─── DATASET ENTRIES ───
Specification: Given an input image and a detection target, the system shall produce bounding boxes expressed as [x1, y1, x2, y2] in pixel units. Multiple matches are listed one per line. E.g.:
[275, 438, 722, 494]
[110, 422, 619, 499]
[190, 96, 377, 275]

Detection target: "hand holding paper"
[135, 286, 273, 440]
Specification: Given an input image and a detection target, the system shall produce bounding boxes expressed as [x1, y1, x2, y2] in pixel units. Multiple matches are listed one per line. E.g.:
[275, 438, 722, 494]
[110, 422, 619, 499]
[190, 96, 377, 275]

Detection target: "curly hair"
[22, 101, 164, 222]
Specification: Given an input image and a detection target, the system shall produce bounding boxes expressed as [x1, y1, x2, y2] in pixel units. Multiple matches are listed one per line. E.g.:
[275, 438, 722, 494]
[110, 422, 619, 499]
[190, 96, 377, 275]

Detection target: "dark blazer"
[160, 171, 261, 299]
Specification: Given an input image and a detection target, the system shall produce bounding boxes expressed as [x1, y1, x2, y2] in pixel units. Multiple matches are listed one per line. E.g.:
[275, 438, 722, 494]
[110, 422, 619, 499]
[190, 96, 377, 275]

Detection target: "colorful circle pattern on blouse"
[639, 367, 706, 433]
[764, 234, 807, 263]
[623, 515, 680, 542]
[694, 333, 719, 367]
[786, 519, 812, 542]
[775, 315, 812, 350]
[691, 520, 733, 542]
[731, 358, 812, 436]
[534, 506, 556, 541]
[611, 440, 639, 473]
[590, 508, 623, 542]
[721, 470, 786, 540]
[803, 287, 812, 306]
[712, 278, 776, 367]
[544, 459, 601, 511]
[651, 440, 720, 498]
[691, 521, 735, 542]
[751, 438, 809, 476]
───
(REQUIRED WORK):
The answer consists of every entry, returned exactly.

(TASK SOLUTION):
Specification: Given an input image and a detection target, the system shall produce bounding boxes expressed as [x1, y1, x2, y2] in pixel units. Multiple matches are listed one per line. E.g.:
[275, 438, 722, 494]
[110, 422, 619, 499]
[190, 96, 377, 275]

Detection target: "hand holding paper"
[135, 286, 273, 440]
Specification: Given an input image and a detection target, the system shall produce bounding boxes expressed as [x1, y1, x2, y2] in pixel units. Multiple matches are listed one per line. E.g.:
[275, 438, 722, 494]
[110, 422, 619, 499]
[190, 96, 377, 275]

Detection target: "curly hair"
[22, 101, 164, 222]
Specification: Given an input image and a detection target, the system shall produce bounding boxes expressed as [x1, y1, x2, y2] in pixel units. Multiple matches are listed one per line. E.g.:
[275, 438, 722, 494]
[110, 422, 619, 499]
[190, 96, 377, 275]

Detection target: "dark blazer"
[160, 171, 261, 299]
Specification: Given an input image and a detection target, the system shall produce bounding boxes expressed as [x1, y1, x2, y2] in pixel units. Multiple matches are listed one per line. E.g.:
[275, 438, 722, 494]
[110, 422, 619, 499]
[190, 96, 377, 275]

Detection target: "colorful circle pattern on blouse"
[639, 367, 706, 433]
[764, 234, 807, 263]
[623, 515, 680, 542]
[694, 333, 719, 367]
[786, 519, 812, 542]
[775, 315, 812, 350]
[691, 520, 733, 542]
[731, 358, 812, 436]
[534, 506, 556, 541]
[611, 440, 639, 473]
[590, 508, 623, 542]
[721, 470, 786, 540]
[803, 287, 812, 306]
[712, 278, 776, 367]
[544, 459, 601, 511]
[651, 440, 720, 498]
[691, 521, 735, 542]
[751, 438, 809, 476]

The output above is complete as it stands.